## start

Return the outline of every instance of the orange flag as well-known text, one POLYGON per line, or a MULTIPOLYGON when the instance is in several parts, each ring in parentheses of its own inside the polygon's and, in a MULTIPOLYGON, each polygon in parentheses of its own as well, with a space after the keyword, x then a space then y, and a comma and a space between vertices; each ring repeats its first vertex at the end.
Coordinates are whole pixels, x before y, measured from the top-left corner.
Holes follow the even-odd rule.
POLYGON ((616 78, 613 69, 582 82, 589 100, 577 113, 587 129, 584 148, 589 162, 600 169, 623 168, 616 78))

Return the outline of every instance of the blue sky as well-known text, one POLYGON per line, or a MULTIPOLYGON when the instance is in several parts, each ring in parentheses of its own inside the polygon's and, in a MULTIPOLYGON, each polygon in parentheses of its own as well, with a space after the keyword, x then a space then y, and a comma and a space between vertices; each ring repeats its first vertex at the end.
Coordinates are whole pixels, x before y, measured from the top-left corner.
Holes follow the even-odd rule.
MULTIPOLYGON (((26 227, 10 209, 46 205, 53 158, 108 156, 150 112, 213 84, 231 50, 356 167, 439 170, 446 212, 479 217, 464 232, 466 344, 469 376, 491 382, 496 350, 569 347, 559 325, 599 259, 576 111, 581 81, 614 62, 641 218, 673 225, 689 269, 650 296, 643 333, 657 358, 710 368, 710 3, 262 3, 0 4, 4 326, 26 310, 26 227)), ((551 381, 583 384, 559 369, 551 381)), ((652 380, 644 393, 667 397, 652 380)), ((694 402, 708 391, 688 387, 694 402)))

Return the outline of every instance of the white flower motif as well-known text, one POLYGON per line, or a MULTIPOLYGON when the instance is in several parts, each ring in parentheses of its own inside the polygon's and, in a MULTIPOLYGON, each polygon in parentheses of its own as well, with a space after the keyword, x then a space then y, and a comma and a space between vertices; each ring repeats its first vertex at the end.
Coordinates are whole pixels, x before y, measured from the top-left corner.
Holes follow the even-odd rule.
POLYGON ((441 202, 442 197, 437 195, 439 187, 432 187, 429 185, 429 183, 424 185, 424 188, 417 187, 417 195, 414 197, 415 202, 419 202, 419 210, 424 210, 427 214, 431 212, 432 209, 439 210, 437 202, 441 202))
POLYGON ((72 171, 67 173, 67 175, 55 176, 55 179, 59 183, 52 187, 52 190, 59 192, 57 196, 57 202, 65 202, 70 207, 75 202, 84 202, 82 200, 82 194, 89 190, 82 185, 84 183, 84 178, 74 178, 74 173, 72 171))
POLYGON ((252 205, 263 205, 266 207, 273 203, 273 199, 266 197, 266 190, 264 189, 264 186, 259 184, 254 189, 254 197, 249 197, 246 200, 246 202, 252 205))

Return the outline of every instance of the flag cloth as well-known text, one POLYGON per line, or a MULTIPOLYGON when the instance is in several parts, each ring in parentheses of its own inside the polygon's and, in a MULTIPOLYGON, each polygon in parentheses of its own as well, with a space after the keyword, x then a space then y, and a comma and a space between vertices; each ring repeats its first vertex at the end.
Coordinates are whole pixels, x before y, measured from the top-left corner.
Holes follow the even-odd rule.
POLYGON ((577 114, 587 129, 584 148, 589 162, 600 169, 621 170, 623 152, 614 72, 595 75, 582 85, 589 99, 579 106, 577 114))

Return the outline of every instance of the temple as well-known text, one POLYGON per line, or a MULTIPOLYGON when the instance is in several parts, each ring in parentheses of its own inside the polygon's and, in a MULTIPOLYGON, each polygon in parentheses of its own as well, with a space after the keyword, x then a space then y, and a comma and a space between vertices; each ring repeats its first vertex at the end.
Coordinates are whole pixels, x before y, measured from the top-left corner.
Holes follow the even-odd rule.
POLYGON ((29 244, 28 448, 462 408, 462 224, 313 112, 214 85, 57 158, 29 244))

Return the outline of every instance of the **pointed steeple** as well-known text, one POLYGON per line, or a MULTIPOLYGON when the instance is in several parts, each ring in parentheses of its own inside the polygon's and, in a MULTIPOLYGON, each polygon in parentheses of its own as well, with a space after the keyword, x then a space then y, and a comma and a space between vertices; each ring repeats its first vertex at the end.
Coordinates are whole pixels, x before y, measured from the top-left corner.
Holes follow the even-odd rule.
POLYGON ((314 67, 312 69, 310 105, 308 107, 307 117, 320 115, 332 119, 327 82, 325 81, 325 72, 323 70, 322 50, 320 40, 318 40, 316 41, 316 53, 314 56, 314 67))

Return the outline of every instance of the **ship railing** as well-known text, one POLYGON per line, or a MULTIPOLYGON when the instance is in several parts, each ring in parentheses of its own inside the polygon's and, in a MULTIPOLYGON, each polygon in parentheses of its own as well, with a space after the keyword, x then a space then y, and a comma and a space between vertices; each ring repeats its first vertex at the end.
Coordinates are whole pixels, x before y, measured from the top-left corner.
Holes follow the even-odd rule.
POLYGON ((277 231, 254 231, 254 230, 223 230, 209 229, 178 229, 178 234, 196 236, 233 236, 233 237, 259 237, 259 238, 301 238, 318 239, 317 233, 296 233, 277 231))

## end

__What to produce__
Reproduce the data from its first line up to and including the line with "MULTIPOLYGON (((26 227, 10", replacing "orange flag" with "red flag" and keeping everything else the same.

__Problem solution__
Return the outline of every instance of the red flag as well-known text, one POLYGON per line, or a MULTIPOLYGON when the instance is in several parts, each ring in parentheses of its own inside the polygon's and, in a MULTIPOLYGON, each polygon in parentheses of its own as well, with a space after the keyword, x then a space then y, and a comma and a space between vertices; each ring repeats its first vertex at the end.
Coordinates are whole pixels, x before y, measured from the top-left corner.
Holes follow the even-odd rule.
POLYGON ((616 78, 613 69, 582 82, 589 100, 577 113, 587 129, 584 148, 589 162, 600 169, 623 168, 616 78))

Return the outline of every instance of the blue sky as well-known text, one POLYGON per line, or a MULTIPOLYGON when the instance is in several parts, each ring in parentheses of its own inside the polygon's and, in a MULTIPOLYGON, each polygon in parentheses of its own as well, with a space after the keyword, x then a space then y, and a comma and a space between vertices; each ring repeats its first vertex at the end.
Coordinates are whole pixels, x before y, measured from the top-left corner.
Holes follow the even-odd rule.
MULTIPOLYGON (((26 227, 10 209, 46 205, 53 158, 108 156, 150 112, 213 84, 231 50, 356 167, 439 170, 446 212, 479 217, 464 232, 466 344, 469 376, 491 382, 496 350, 569 347, 559 325, 599 259, 576 111, 581 81, 614 62, 641 218, 673 225, 689 269, 650 296, 643 333, 657 358, 710 368, 710 3, 262 3, 0 4, 4 326, 26 310, 26 227)), ((551 381, 583 384, 559 369, 551 381)), ((652 380, 644 393, 667 397, 652 380)), ((694 402, 708 391, 688 387, 694 402)))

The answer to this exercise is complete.